• [OPDRACHTEN]:
**1.** Vat het tekstfragment samen in twee zinnen.
**2.** Beantwoord de volgende vragen over het tekstfragment:
(a) Door wie is de Wet versterking regie volkshuisvesting net aangenomen?
(b) Wat ontbreekt er volgens het tekstfragment bij de opdracht aan de gemeenten?
(c) Welk gevolg noemt het tekstfragment voor de woningbouw?
**3.** Neem uit het tekstfragment letterlijk alles over vanaf "De Wet versterking" tot en met "voldoende sociale huur.".

• [TEKSTFRAGMENT]:
####

Opinie | Volkshuisvesting afbreken en asielzoekers de schuld geven: let er nog iemand op?

De Wet versterking regie volkshuisvesting, net aangenomen door de Tweede Kamer, stelt regio’s voor een onmogelijke opgave. Gezamenlijk moeten gemeenten voor voldoende nieuwbouw zorgen met minimale percentages in verschillende categorieën woningen, maar duidelijke instructies hiervoor ontbreken. Het resultaat is een overlegcircus, vertraging op de woningbouw en geen goede stok achter de deur voor voldoende sociale huur.

####

• [Datasetrecords]:

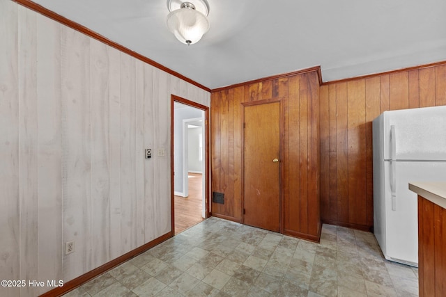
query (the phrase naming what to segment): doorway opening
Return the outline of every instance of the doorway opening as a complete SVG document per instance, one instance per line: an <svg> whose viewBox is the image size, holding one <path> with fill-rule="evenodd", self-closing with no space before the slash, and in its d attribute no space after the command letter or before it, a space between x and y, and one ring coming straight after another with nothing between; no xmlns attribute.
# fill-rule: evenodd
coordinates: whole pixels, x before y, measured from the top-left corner
<svg viewBox="0 0 446 297"><path fill-rule="evenodd" d="M208 107L171 96L172 232L209 216Z"/></svg>

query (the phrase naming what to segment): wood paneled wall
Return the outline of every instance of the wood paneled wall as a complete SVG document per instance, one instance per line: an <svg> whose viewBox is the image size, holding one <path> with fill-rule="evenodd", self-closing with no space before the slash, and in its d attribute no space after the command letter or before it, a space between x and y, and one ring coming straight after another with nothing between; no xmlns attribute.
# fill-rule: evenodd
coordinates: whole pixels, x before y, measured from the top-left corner
<svg viewBox="0 0 446 297"><path fill-rule="evenodd" d="M385 111L446 105L446 65L328 83L320 96L322 220L371 230L371 121Z"/></svg>
<svg viewBox="0 0 446 297"><path fill-rule="evenodd" d="M213 215L242 221L242 103L281 99L284 109L281 152L282 232L318 240L319 80L316 70L247 83L211 95L212 191L224 204Z"/></svg>
<svg viewBox="0 0 446 297"><path fill-rule="evenodd" d="M169 232L170 158L144 150L170 154L171 94L210 94L9 0L0 36L0 279L67 282Z"/></svg>

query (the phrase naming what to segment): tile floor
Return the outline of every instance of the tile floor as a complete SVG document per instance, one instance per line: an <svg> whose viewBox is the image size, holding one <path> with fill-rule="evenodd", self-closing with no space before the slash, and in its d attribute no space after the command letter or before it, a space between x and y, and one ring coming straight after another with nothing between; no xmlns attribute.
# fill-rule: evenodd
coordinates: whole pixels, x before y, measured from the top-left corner
<svg viewBox="0 0 446 297"><path fill-rule="evenodd" d="M417 277L371 233L324 225L318 244L210 218L66 297L406 297Z"/></svg>

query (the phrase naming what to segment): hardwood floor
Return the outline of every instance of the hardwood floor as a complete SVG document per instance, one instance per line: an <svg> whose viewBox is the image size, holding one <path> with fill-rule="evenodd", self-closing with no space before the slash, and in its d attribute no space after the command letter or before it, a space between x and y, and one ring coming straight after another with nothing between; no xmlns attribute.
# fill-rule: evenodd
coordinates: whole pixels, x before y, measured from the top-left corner
<svg viewBox="0 0 446 297"><path fill-rule="evenodd" d="M196 225L203 220L202 209L202 176L189 173L189 196L175 196L175 234Z"/></svg>

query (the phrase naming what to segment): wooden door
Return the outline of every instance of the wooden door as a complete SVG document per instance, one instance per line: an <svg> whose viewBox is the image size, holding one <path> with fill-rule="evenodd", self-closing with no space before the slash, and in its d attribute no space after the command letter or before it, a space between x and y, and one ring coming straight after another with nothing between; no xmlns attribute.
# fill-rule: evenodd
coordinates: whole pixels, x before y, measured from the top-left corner
<svg viewBox="0 0 446 297"><path fill-rule="evenodd" d="M280 102L244 108L243 223L280 231Z"/></svg>

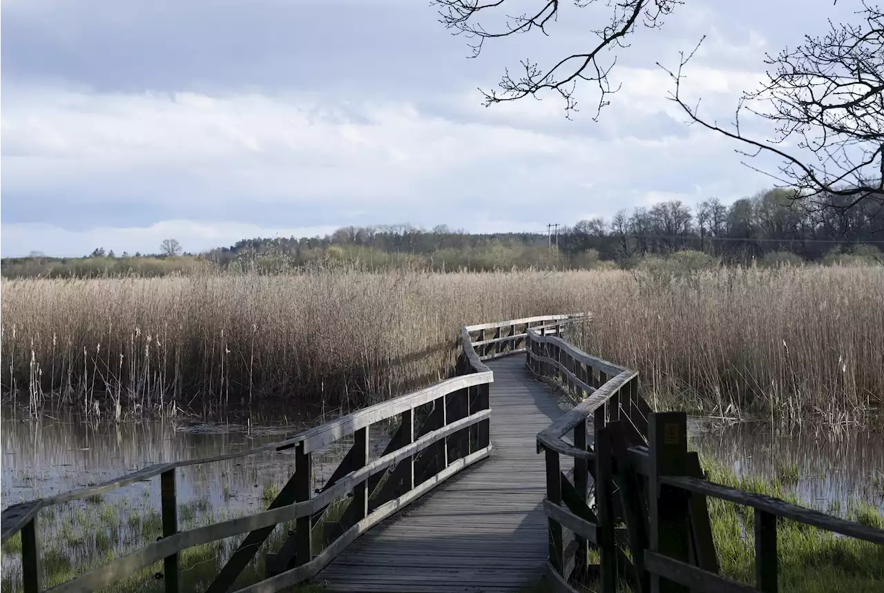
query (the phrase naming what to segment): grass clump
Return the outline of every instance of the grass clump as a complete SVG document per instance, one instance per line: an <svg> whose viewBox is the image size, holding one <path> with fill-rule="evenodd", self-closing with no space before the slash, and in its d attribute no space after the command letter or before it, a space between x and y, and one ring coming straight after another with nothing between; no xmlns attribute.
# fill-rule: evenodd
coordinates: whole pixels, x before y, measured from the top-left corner
<svg viewBox="0 0 884 593"><path fill-rule="evenodd" d="M712 482L807 506L780 481L738 476L729 468L705 459L703 466ZM707 505L721 574L754 583L754 510L711 497ZM870 527L884 527L884 517L873 505L851 499L848 506L850 510L846 518ZM818 510L840 508L829 505ZM785 519L778 520L777 547L779 590L782 593L872 593L884 588L884 547Z"/></svg>
<svg viewBox="0 0 884 593"><path fill-rule="evenodd" d="M568 338L659 407L861 422L884 407L884 269L710 265L0 280L0 392L120 416L323 412L448 376L464 323L589 310ZM623 337L628 336L628 339ZM171 402L174 402L174 406Z"/></svg>

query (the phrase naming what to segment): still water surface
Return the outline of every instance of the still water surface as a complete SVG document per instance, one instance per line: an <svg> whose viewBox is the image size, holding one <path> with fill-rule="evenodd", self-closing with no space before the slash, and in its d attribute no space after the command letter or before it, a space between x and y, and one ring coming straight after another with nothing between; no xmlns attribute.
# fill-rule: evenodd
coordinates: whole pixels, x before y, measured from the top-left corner
<svg viewBox="0 0 884 593"><path fill-rule="evenodd" d="M282 440L304 427L286 418L260 426L158 421L115 424L58 414L22 419L0 411L0 509L155 463L251 449ZM380 454L388 432L372 435L371 458ZM884 511L884 432L866 429L832 434L819 428L783 433L758 422L721 428L694 421L690 434L691 448L738 474L789 476L789 489L809 506L826 510L840 504L846 508L849 499L858 498ZM315 487L328 479L351 443L342 439L315 456ZM293 470L293 450L179 469L182 528L266 508ZM77 574L103 563L94 553L99 544L90 539L93 532L110 537L103 549L112 556L133 551L159 535L154 533L159 528L158 478L119 489L100 500L61 507L42 512L46 519L41 519L41 535L47 556L77 557ZM122 528L116 529L115 525ZM53 548L62 541L84 539L88 541L79 548L67 544ZM17 553L4 554L0 549L0 591L18 590L19 566Z"/></svg>

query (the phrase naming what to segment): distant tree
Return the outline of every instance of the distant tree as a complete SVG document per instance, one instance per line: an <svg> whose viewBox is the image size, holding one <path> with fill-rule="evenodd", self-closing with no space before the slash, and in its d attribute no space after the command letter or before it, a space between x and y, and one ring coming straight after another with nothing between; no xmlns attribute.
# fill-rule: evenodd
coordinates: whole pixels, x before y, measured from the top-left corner
<svg viewBox="0 0 884 593"><path fill-rule="evenodd" d="M160 243L160 253L164 255L180 255L182 252L181 244L177 239L164 239Z"/></svg>

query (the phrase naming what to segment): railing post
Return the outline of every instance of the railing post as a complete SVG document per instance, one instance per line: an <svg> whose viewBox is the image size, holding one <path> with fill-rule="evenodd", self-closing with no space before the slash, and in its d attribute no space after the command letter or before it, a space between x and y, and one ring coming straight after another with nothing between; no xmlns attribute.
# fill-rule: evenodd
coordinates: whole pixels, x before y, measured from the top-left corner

####

• [ANTWOORDEN PER NUMMER]:
**1.** De Wet versterking regie volkshuisvesting, die net door de Tweede Kamer is aangenomen, verplicht gemeenten om samen voor voldoende nieuwbouw te zorgen met minimale percentages per woningcategorie, maar geeft daarvoor geen duidelijke instructies. Volgens het stuk leidt dat tot een overlegcircus en vertraging op de woningbouw, en biedt het geen goede stok achter de deur voor voldoende sociale huur.

**2.**
(a) Door de Tweede Kamer.
(b) Duidelijke instructies.
(c) Vertraging op de woningbouw.

**3.**
De Wet versterking regie volkshuisvesting, net aangenomen door de Tweede Kamer, stelt regio’s voor een onmogelijke opgave. Gezamenlijk moeten gemeenten voor voldoende nieuwbouw zorgen met minimale percentages in verschillende categorieën woningen, maar duidelijke instructies hiervoor ontbreken. Het resultaat is een overlegcircus, vertraging op de woningbouw en geen goede stok achter de deur voor voldoende sociale huur.